§ What is being asked
Print the records below word for word, but leave out the pictures.

§ Material provided

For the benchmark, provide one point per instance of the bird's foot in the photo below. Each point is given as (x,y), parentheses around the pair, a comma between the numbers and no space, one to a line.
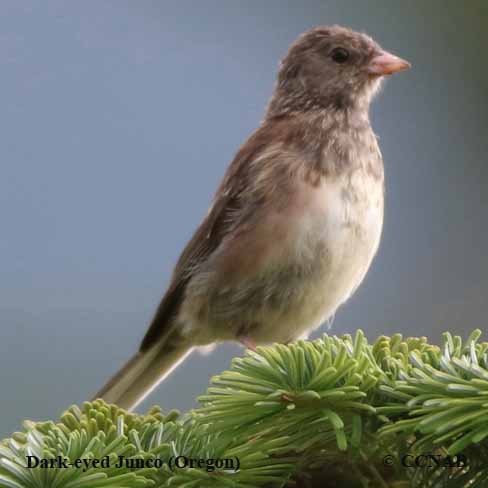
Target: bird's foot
(247,342)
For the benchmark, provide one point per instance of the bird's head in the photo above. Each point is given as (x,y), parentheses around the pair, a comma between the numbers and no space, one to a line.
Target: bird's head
(332,67)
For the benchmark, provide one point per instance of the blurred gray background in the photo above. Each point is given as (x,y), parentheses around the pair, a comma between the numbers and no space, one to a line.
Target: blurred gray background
(117,121)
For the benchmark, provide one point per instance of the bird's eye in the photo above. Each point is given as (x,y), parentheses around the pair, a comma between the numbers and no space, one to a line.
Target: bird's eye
(339,55)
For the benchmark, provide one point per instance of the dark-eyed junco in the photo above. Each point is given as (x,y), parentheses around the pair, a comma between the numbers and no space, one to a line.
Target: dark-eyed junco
(295,223)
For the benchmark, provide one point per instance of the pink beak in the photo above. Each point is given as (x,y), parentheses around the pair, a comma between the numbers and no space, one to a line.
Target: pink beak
(385,63)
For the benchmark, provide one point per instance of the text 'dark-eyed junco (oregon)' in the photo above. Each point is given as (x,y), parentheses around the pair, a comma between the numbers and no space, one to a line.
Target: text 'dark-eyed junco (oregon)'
(295,223)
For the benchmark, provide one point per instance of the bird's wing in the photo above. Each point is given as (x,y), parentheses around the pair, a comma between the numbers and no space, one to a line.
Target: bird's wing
(233,205)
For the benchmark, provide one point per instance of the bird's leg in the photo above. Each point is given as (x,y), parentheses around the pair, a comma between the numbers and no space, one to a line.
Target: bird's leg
(247,342)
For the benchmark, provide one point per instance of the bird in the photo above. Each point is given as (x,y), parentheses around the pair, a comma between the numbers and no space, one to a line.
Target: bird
(294,224)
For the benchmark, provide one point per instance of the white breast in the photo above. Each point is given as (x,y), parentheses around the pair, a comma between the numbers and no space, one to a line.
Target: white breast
(340,231)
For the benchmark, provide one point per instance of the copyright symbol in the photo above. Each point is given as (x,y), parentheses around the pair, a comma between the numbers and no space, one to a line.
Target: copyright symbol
(388,460)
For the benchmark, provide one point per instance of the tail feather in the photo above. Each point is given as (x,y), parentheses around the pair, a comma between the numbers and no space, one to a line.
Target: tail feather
(142,373)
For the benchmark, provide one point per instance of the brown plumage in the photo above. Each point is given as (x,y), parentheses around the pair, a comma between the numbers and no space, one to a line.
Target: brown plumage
(293,226)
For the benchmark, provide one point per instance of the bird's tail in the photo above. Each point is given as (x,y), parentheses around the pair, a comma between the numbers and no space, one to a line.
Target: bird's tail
(143,372)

§ In response
For the benchmark, provide one point per instance of the bird's foot in the photo below. Each point is given as (x,y), parentheses around the pair, a comma between the numbers and no space, one to a line.
Target: bird's foot
(247,342)
For the benchmark, provide one point per instance of the bird's head in the photo above. Each point is given as (x,y), parentheses around the pair, a comma between the numbers and no space, one to a line.
Target: bird's head
(332,67)
For the benchmark, provide one point per instance of the blurred gray background in the photo above. Each point is given as (x,y), parentheses around the pair, a comma between the numbers and no space, one to a line.
Target: blurred gray background
(117,121)
For the benchmark, provide one point per instance of the bird's eye in the photo above. Each point is given as (x,y), parentheses around the pair, a comma between the numbers and no space, one to a line.
Target: bird's eye
(339,55)
For the benchmark, provide one point per instance of the dark-eyed junco in the photo above. Each point is given as (x,y), parentheses around the pair, a comma between the numbers and no space, one to a line.
Target: dark-eyed junco
(295,223)
For the benchmark, provide one point per instance of the pink beak in the photo above. Each point is given as (x,y), parentheses around the pair, a comma between the numbers and no space, one to a line.
Target: pink beak
(385,63)
For the benchmark, provide one point per instance of the text 'dark-eyed junco (oregon)' in the photo above. Each point is given as (x,y), parentheses around the pair, a comma between the numbers and no space, one to a line.
Target: text 'dark-eyed junco (oregon)'
(295,223)
For the benchmark, provide one point per instance of the bird's wing in the photo above. Each point is given as (x,y), parentheses around the pair, a comma between the numbers and no space, one to a line.
Target: bird's wing
(233,205)
For the benchmark, provide one point per instance of the bird's leg in the photo above. Each point is given as (x,y), parentheses around the pair, a comma between the numbers and no space, one to a line.
Target: bird's leg
(247,342)
For the benchmark, provide one point per instance of the bird in the photo above. Each point is given as (x,y), parentheses around the pair, a comma between the numbers and no space, one to a line.
Target: bird
(294,224)
For the benchmark, provide one point per instance of the white breast in the photo above. Each point is given as (x,y), parentheses around the pair, a comma between the numbers and no space, one to a line.
Target: white breast
(340,231)
For the benchmark, provide one point per instance of the copyright symbol in the photo above. Each point is given as (x,y), parentheses around the pair, a comma between the numbers and no space, one to a line.
Target: copyright symbol
(388,460)
For the benchmark, provide one point per instance of the tail feather in the photo above. Each point is given as (x,y), parentheses around the pair, a comma between the numbers and no space, one to a line.
Target: tail feather
(142,373)
For the benchmark, provide one point per instance of the brown plumage in the photo above. Each point is given as (x,y), parentheses around the pair, a comma between the numbers and no space, one to a line.
Target: brown plumage
(293,226)
For the benchmark, provide one point per instance of the bird's tail in the photo above. Each point is given as (x,y), parentheses around the pair, a comma between the numbers and no space, one to a line.
Target: bird's tail
(143,372)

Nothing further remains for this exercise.